# WRITTEN EXERCISE
The entire listing is to be repeated verbatim.

# Recorded data
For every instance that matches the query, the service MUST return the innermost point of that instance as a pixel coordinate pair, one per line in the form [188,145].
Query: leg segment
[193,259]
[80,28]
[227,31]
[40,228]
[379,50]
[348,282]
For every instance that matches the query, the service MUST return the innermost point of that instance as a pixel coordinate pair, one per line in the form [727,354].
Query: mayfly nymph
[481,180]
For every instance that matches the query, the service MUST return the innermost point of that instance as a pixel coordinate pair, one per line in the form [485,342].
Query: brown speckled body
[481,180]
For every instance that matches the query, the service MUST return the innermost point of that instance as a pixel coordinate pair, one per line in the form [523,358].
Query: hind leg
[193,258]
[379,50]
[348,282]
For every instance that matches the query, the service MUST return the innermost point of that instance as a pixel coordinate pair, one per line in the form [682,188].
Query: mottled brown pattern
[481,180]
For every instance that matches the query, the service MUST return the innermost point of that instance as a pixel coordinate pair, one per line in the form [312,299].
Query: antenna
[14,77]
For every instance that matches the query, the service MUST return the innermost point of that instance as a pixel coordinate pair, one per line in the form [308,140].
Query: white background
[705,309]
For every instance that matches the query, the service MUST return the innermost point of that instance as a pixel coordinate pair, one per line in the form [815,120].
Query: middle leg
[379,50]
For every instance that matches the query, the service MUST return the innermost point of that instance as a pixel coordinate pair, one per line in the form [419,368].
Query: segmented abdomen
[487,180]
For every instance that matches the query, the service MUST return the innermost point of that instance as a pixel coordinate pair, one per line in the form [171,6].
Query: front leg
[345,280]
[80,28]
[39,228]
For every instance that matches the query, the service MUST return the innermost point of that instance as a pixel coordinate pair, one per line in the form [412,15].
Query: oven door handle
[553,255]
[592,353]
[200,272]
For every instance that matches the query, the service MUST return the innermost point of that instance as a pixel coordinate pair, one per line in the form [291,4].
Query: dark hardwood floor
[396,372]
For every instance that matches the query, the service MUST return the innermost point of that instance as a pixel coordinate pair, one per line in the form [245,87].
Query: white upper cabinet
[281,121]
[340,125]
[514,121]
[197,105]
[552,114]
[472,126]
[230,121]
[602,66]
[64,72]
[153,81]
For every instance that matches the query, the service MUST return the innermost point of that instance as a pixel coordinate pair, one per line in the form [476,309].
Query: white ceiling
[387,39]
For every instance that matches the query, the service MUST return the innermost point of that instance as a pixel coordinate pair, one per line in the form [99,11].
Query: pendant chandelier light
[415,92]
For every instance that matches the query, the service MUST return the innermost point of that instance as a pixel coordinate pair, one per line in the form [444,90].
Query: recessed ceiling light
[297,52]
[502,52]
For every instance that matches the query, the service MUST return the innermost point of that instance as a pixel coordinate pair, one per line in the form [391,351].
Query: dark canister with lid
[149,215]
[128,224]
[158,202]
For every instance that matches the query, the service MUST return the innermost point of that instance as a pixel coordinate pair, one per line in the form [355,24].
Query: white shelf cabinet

# THE COMPLETED TASK
For every instance that matches the query, the service MUST return the innermost point of that instance as a pixel coordinate pair, one per line in the form [188,145].
Query: leg segment
[193,259]
[80,28]
[227,31]
[40,228]
[379,50]
[348,282]
For every instance that matches the query, the service MUST return the innermost point of that instance as a pixel coordinate pair, one per line in the form [727,354].
Query: mayfly nymph
[481,180]
For every instance that matches the query, the service MUST return the innermost point of that instance as a pixel coordinate pair, one per line in the form [485,342].
Query: brown speckled body
[481,180]
For every instance that matches the query, the service MUST return the innermost point of that instance as a pixel coordinate pair, one per line in the form [523,358].
Query: hind leg
[193,258]
[379,50]
[348,282]
For every instance that matches the query, the service MUST return the innermost point of that instance as a pixel coordinate pair, one per line in the form [682,188].
Query: mottled brown pattern
[481,180]
For every instance that matches the query, the service MUST return the innermost point of that instance as a pixel coordinate pair, one per line in the form [312,299].
Query: antenna
[14,77]
For every instance that matches the query, the service MUST return the innermost point of that instance as a pixel coordinate pair, one per line in the form [308,140].
Query: white background
[705,309]
For every instance that matches the query, the service MUST return the innermost point of that instance as a pixel coordinate pair, one per line in the form [815,120].
Query: middle leg
[379,50]
For every instance that matches the query, the service MUST return the innermost point of that instance as a pixel coordinate pair, one per line in the form [419,368].
Query: segmented abdomen
[487,180]
For every instance that matches the query, the service MUST return the innermost point of that instance as a pixel coordinate pair, one per line in the form [171,6].
Query: front leg
[345,280]
[80,28]
[39,228]
For every instance that matches the query, the service MUST return the innermost point of that instance as a pixel coordinate pair, one per line in the form [412,15].
Query: oven door handle
[553,255]
[592,353]
[200,272]
For every instance that matches the query, the service MUST return the innermost point of that instance as a pixel coordinate pair, one per line in the form [291,4].
Query: dark hardwood floor
[396,372]
For every instance that matches the query, the service MUST return the innermost point of that instance as a pixel coordinate pair, one per line in the form [245,87].
Query: white upper cabinet
[281,121]
[340,125]
[514,121]
[197,105]
[552,114]
[472,126]
[230,121]
[602,66]
[64,72]
[153,81]
For every instance that matches the query, the service MUST return the innermost point of that instance as a pixel coordinate pair, one per line in the form [476,309].
Query: white ceiling
[387,39]
For every instance that matches the query, the service MUST return the innermost point of that instance as a pixel coordinate pair, one per line in the form [99,11].
Query: pendant chandelier light
[415,92]
For every instance that matches the query, the service MUST return the innermost point of that instance as a pixel coordinate pair, one per line in the form [444,90].
Query: recessed ceiling light
[297,52]
[502,52]
For every instance that matches the query, the service MUST return the innermost point of that instance as a pixel coordinate pair, one per line in the form [391,351].
Query: dark canister with lid
[149,215]
[128,224]
[158,202]
For every instance that matches the query, the service MUST return the innermost point of that instance as a pixel coordinate pair, one per line in the form [355,24].
Query: white shelf cabinet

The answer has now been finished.